- PROVIDED MATERIAL -
_____

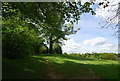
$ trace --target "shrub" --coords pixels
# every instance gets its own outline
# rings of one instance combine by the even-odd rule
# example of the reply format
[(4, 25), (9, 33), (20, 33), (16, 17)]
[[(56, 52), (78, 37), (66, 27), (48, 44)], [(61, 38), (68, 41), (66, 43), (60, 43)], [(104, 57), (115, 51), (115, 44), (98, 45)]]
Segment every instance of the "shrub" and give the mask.
[(101, 59), (101, 53), (93, 53), (91, 54), (93, 58)]
[(86, 55), (85, 55), (85, 54), (82, 54), (81, 56), (82, 56), (82, 57), (86, 57)]
[(40, 51), (40, 53), (42, 53), (42, 54), (47, 54), (48, 48), (47, 48), (47, 46), (44, 44), (44, 45), (42, 45), (42, 46), (39, 48), (39, 51)]
[(64, 55), (67, 55), (67, 53), (65, 52)]
[(17, 59), (31, 55), (38, 44), (44, 42), (35, 25), (25, 22), (19, 13), (16, 15), (2, 18), (3, 58)]
[(101, 58), (106, 59), (106, 60), (117, 60), (117, 56), (115, 54), (112, 54), (112, 53), (101, 54)]
[(53, 53), (54, 54), (62, 54), (62, 47), (61, 45), (54, 43), (53, 44)]
[(77, 53), (71, 53), (70, 55), (79, 56), (79, 54), (77, 54)]

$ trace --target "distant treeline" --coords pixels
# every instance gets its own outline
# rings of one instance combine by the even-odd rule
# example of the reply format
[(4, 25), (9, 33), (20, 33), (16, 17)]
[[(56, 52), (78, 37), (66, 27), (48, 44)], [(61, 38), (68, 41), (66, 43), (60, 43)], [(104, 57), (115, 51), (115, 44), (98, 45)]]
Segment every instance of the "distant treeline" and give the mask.
[[(64, 53), (64, 54), (67, 54), (67, 53)], [(85, 53), (85, 54), (70, 53), (69, 55), (95, 58), (95, 59), (105, 59), (105, 60), (118, 60), (118, 58), (120, 57), (120, 55), (117, 53)]]

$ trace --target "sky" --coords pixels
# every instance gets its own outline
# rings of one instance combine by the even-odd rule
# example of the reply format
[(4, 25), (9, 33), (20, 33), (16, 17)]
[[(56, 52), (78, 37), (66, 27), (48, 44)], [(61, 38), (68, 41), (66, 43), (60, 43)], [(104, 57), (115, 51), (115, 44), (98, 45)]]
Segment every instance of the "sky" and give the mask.
[[(99, 1), (97, 0), (97, 2)], [(114, 35), (116, 30), (113, 30), (111, 27), (101, 29), (99, 25), (99, 22), (105, 20), (106, 16), (111, 17), (116, 12), (107, 12), (111, 8), (104, 10), (100, 8), (94, 8), (96, 15), (91, 15), (90, 13), (81, 15), (81, 20), (74, 25), (75, 29), (81, 29), (76, 34), (67, 36), (70, 39), (64, 41), (62, 46), (63, 53), (118, 52), (118, 38)], [(115, 6), (113, 9), (117, 9), (117, 7)]]

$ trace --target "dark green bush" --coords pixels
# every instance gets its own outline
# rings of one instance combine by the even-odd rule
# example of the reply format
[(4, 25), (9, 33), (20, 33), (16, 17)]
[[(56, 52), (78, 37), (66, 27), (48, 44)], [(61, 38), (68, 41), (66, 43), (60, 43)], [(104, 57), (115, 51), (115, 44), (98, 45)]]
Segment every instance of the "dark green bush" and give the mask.
[(115, 54), (112, 54), (112, 53), (104, 53), (104, 54), (101, 54), (101, 59), (117, 60), (117, 56)]
[(2, 18), (3, 58), (16, 59), (34, 54), (38, 45), (44, 42), (43, 38), (39, 37), (36, 26), (25, 22), (20, 17), (20, 14), (16, 14), (10, 18)]
[(82, 54), (81, 56), (82, 56), (82, 57), (86, 57), (86, 55), (85, 55), (85, 54)]
[(91, 57), (101, 59), (101, 53), (93, 53), (91, 54)]
[(117, 60), (118, 55), (115, 53), (85, 53), (80, 55), (82, 57), (90, 57), (93, 59)]
[(54, 43), (53, 44), (53, 53), (54, 54), (62, 54), (62, 48), (61, 45)]
[(67, 53), (65, 52), (64, 55), (67, 55)]
[(43, 44), (43, 45), (39, 48), (39, 52), (40, 52), (41, 54), (47, 54), (47, 52), (48, 52), (48, 47), (47, 47), (45, 44)]
[(77, 54), (77, 53), (71, 53), (70, 55), (79, 56), (79, 54)]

_____

Each line above is to be copied verbatim. Drop any image from the copy.

$ trace --target "shrub" --coords pixels
# every instance gets its own outline
# rings of one instance combine by the even-odd rule
# example of the reply format
[(4, 25), (9, 33), (20, 33), (16, 17)]
[[(56, 52), (78, 37), (66, 27), (48, 44)], [(61, 38), (68, 41), (66, 43), (60, 43)], [(104, 57), (115, 51), (115, 44), (98, 45)]]
Segment every instance of the "shrub" and give the mask.
[(101, 59), (101, 53), (93, 53), (91, 54), (93, 58)]
[(86, 55), (85, 55), (85, 54), (82, 54), (81, 56), (82, 56), (82, 57), (86, 57)]
[(40, 51), (40, 53), (42, 53), (42, 54), (47, 54), (48, 48), (47, 48), (47, 46), (44, 44), (44, 45), (42, 45), (42, 46), (39, 48), (39, 51)]
[(64, 55), (67, 55), (67, 53), (65, 52)]
[(17, 59), (31, 55), (38, 44), (44, 42), (35, 25), (25, 22), (19, 13), (16, 15), (2, 18), (3, 58)]
[(101, 58), (106, 59), (106, 60), (117, 60), (117, 56), (115, 54), (112, 54), (112, 53), (101, 54)]
[(53, 53), (54, 54), (62, 54), (62, 47), (61, 45), (54, 43), (53, 44)]
[(77, 53), (71, 53), (70, 55), (79, 56), (79, 54), (77, 54)]

$ trace --target "distant treeline" --coords pixels
# every instance gets its own outline
# rings of one instance combine by the even-odd rule
# example of the reply format
[(4, 25), (9, 33), (20, 33), (16, 17)]
[[(56, 52), (78, 37), (66, 27), (48, 44)], [(61, 38), (68, 41), (66, 43), (60, 43)], [(104, 57), (115, 51), (115, 44), (98, 45)]]
Segment every instance of the "distant treeline" and give the mask.
[[(64, 53), (64, 54), (67, 54), (67, 53)], [(85, 53), (85, 54), (70, 53), (69, 55), (95, 58), (95, 59), (105, 59), (105, 60), (118, 60), (118, 58), (120, 57), (120, 55), (117, 53)]]

$ trace --target "sky" --coords pixels
# every instance gets its own outline
# rings of one instance combine by the even-odd rule
# example of the reply format
[(4, 25), (9, 33), (20, 33), (16, 17)]
[[(56, 52), (78, 37), (66, 27), (48, 44)], [(61, 38), (68, 41), (66, 43), (60, 43)], [(104, 57), (115, 51), (115, 44), (98, 45)]]
Segment every instance of the "sky" and give the mask.
[[(99, 1), (97, 0), (97, 2)], [(114, 35), (116, 30), (113, 30), (111, 27), (101, 29), (99, 25), (99, 22), (105, 20), (106, 16), (111, 17), (116, 12), (107, 12), (111, 8), (104, 10), (100, 8), (94, 8), (96, 15), (91, 15), (90, 13), (81, 15), (81, 20), (74, 25), (75, 29), (81, 29), (76, 34), (67, 36), (70, 39), (64, 41), (62, 46), (63, 53), (118, 52), (118, 38)], [(115, 6), (113, 9), (117, 9), (117, 7)]]

$ trace --target "dark green bush" --coords pixels
# every instance gets its own outline
# rings of one instance combine by the even-odd rule
# example of the reply format
[(4, 25), (9, 33), (20, 33), (16, 17)]
[[(56, 52), (78, 37), (66, 27), (48, 44)], [(61, 38), (68, 41), (66, 43), (60, 43)], [(104, 57), (115, 51), (115, 44), (98, 45)]]
Segment every instance of the "dark green bush" and give the mask.
[(115, 54), (112, 54), (112, 53), (104, 53), (104, 54), (101, 54), (101, 59), (117, 60), (117, 56)]
[(2, 18), (3, 58), (16, 59), (34, 54), (38, 45), (44, 42), (43, 38), (39, 37), (36, 26), (25, 22), (20, 17), (20, 14), (16, 14), (10, 18)]
[(82, 54), (81, 56), (82, 56), (82, 57), (86, 57), (86, 55), (85, 55), (85, 54)]
[(91, 57), (101, 59), (101, 53), (93, 53), (91, 54)]
[(117, 60), (118, 55), (115, 53), (85, 53), (80, 55), (82, 57), (90, 57), (93, 59)]
[(54, 43), (53, 44), (53, 53), (54, 54), (62, 54), (62, 48), (61, 45)]
[(67, 53), (65, 52), (64, 55), (67, 55)]
[(43, 44), (43, 45), (39, 48), (39, 52), (40, 52), (41, 54), (47, 54), (47, 52), (48, 52), (48, 47), (47, 47), (45, 44)]
[(77, 54), (77, 53), (71, 53), (70, 55), (79, 56), (79, 54)]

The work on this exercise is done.